++++ Records to process ++++

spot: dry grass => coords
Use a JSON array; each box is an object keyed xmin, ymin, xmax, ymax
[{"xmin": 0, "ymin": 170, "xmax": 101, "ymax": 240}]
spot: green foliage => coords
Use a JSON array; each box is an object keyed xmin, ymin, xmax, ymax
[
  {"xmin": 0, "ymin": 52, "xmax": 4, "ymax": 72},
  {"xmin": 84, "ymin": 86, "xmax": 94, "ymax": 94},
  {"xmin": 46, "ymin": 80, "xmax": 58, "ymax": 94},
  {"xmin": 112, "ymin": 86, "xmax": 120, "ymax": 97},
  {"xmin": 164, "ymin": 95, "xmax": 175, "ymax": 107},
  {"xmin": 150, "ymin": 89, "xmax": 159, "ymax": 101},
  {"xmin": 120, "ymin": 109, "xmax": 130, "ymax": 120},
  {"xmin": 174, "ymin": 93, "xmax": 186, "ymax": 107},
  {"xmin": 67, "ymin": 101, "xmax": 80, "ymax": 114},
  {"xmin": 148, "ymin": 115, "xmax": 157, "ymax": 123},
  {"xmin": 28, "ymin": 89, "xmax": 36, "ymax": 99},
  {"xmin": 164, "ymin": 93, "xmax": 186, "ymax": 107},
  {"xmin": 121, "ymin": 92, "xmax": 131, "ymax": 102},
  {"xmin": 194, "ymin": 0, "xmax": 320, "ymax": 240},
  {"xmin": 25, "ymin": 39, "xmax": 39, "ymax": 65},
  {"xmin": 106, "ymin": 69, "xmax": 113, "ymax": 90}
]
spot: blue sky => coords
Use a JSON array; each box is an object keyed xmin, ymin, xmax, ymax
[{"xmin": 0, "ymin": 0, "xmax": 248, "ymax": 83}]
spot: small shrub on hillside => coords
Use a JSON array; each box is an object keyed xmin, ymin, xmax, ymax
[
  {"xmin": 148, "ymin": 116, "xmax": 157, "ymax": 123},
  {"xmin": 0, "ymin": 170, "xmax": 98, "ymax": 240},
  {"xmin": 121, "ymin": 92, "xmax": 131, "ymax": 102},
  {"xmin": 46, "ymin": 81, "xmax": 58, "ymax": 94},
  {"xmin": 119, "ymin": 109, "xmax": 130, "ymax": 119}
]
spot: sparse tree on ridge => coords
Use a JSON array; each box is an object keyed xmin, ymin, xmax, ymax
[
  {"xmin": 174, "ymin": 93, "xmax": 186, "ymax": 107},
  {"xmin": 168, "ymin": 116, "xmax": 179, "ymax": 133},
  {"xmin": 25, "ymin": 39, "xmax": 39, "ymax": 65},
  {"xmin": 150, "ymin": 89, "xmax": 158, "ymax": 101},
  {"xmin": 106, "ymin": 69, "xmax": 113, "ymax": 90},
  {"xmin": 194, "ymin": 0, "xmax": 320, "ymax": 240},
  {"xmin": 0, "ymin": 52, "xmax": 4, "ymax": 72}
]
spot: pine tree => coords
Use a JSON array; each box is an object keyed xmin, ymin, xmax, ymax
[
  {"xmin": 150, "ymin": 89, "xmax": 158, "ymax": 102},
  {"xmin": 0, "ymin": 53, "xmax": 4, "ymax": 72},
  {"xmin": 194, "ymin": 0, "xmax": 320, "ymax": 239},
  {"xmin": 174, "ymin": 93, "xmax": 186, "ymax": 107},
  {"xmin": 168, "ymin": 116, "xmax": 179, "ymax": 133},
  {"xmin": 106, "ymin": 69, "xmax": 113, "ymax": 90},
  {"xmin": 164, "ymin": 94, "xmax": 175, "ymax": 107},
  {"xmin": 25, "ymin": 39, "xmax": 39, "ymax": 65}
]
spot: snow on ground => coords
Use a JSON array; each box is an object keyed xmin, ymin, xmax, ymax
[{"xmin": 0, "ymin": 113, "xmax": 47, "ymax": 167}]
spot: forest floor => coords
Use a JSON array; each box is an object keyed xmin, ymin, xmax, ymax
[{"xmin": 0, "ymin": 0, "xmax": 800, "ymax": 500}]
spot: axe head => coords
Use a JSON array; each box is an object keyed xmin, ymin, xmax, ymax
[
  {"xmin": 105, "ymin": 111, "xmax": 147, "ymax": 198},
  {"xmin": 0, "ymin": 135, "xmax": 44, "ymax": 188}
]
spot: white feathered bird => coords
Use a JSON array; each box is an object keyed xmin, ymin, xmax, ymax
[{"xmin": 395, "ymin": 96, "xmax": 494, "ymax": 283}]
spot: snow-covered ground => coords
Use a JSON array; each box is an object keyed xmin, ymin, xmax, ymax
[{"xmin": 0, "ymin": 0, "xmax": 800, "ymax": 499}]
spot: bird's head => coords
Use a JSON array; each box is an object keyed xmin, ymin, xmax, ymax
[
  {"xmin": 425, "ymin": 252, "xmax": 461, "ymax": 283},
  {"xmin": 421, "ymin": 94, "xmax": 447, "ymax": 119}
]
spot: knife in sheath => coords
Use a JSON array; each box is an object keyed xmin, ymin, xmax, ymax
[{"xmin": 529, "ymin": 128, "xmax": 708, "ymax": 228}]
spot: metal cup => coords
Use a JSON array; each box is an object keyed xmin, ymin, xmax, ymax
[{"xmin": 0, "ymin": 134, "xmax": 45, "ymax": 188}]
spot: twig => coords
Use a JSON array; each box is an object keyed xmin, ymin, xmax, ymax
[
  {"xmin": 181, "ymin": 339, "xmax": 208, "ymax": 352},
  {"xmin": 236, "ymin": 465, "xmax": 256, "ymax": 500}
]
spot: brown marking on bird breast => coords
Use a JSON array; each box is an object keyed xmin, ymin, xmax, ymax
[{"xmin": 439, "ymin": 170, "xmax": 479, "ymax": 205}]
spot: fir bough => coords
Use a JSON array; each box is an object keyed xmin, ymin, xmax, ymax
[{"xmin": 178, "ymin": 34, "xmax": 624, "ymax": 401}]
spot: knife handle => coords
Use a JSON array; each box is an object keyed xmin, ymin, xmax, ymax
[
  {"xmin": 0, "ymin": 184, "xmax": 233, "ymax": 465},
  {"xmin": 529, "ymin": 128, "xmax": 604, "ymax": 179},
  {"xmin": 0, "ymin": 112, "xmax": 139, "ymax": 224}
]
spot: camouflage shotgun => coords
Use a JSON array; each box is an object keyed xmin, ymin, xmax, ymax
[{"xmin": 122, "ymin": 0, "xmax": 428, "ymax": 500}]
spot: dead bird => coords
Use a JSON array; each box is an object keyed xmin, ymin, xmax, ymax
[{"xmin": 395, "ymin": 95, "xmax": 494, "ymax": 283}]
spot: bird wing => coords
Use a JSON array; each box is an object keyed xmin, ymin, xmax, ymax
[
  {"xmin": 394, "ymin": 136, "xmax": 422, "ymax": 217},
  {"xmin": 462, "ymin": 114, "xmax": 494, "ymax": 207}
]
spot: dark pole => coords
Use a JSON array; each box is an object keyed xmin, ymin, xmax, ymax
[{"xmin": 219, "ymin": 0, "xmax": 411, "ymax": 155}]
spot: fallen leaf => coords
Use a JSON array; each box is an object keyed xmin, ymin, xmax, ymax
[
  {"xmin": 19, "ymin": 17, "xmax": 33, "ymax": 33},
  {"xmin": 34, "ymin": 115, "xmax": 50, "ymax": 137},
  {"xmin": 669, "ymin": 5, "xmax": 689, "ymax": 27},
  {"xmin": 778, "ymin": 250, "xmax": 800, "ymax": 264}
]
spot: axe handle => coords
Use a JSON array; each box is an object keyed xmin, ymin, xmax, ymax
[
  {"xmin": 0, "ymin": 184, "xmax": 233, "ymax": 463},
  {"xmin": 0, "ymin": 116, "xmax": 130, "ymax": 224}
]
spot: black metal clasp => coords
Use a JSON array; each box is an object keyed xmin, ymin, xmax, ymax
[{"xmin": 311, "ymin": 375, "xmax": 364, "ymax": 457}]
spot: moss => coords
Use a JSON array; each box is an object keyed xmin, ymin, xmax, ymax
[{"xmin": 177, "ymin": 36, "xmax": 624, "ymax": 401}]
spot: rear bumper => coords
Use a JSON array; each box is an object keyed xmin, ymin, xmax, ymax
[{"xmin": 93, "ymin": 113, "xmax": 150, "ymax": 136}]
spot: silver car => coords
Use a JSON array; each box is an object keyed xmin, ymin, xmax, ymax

++++

Work required: Reproduce the final stretch of the data above: every line from the one holding "spot: fallen leaf => coords" through the end, inclusive, exactly as written and nothing else.

Written solution:
spot: fallen leaf => coords
Use a JSON array; each box is an object keyed xmin, ymin, xmax, ymax
[
  {"xmin": 19, "ymin": 17, "xmax": 33, "ymax": 33},
  {"xmin": 34, "ymin": 115, "xmax": 50, "ymax": 137},
  {"xmin": 669, "ymin": 5, "xmax": 689, "ymax": 27},
  {"xmin": 778, "ymin": 250, "xmax": 800, "ymax": 264}
]
spot: axe handle => coords
Use a JSON array; each box is an object keyed xmin, ymin, xmax, ymax
[
  {"xmin": 0, "ymin": 184, "xmax": 233, "ymax": 463},
  {"xmin": 0, "ymin": 116, "xmax": 130, "ymax": 224}
]
spot: black metal clasp => coords
Use a JSON array; each box is an object keyed xmin, ymin, xmax, ymax
[{"xmin": 311, "ymin": 375, "xmax": 364, "ymax": 457}]
spot: moss => coords
Use a JSON array; each box is an object keyed xmin, ymin, xmax, ymax
[{"xmin": 177, "ymin": 36, "xmax": 624, "ymax": 401}]
spot: rear bumper => coords
Use a JSON array; each box is an object keyed xmin, ymin, xmax, ymax
[{"xmin": 93, "ymin": 113, "xmax": 150, "ymax": 136}]
spot: silver car => coords
Use a JSON array; each box is an object keyed xmin, ymin, xmax, ymax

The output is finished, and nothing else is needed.